## Task goal
Below are the records; reproduce all of them exactly but without any images.

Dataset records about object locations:

#####

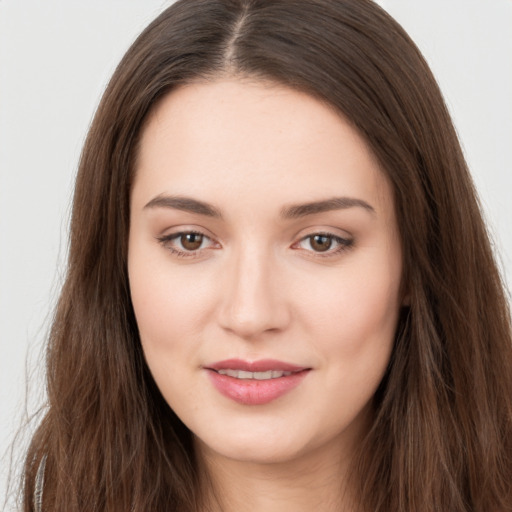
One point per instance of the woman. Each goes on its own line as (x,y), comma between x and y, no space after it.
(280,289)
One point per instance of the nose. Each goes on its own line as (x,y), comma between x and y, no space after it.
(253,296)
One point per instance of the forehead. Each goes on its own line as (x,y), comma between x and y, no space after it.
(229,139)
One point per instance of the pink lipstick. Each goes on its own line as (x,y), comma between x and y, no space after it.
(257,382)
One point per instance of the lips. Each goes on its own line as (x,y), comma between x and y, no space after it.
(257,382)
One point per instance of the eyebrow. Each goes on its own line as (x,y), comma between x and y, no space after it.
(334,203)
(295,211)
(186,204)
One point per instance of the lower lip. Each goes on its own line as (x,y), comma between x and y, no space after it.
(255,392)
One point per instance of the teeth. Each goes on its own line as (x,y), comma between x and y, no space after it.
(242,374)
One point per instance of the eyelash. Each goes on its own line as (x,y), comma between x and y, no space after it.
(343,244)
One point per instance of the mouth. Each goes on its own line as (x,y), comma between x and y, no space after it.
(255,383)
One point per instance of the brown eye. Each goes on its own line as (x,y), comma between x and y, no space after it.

#####

## Full output
One point per instance of the woman. Each goes on its own line as (x,y), comma between x and y, no space after it.
(280,289)
One point per instance of the nose. Each goes on its own line as (x,y), comma between x and y, no space after it.
(253,296)
One point per instance of the forehead. Each goes on its own line as (x,y), comma between x and y, no space after it.
(229,139)
One point per instance of the pink lipstick. Each goes on its own line as (x,y), comma between x and y, no space after it.
(257,382)
One point per instance of the lips. Each goes on its own line as (x,y), comma between x and y, no space after it.
(257,382)
One point per instance of the eyebrow. Each goes on its own line as (x,y), comma between x and y, no space after it.
(334,203)
(295,211)
(186,204)
One point per instance of the lower lip. Each goes on its own line as (x,y), comma between x and y, no space after it.
(255,392)
One point per instance of the teeth. Each goes on its own line as (x,y), comma between x and y, no space after it.
(242,374)
One point per instance of the eyelash. Each goes on its own line as (x,y), comma between x and y, no space after it.
(343,244)
One point per instance of the mouth. Each goes on its own line as (x,y), comma between x and y, no space after it.
(255,383)
One point per instance of the brown eye. Each goes on its own line as (x,y), comma between x and y, no space after it.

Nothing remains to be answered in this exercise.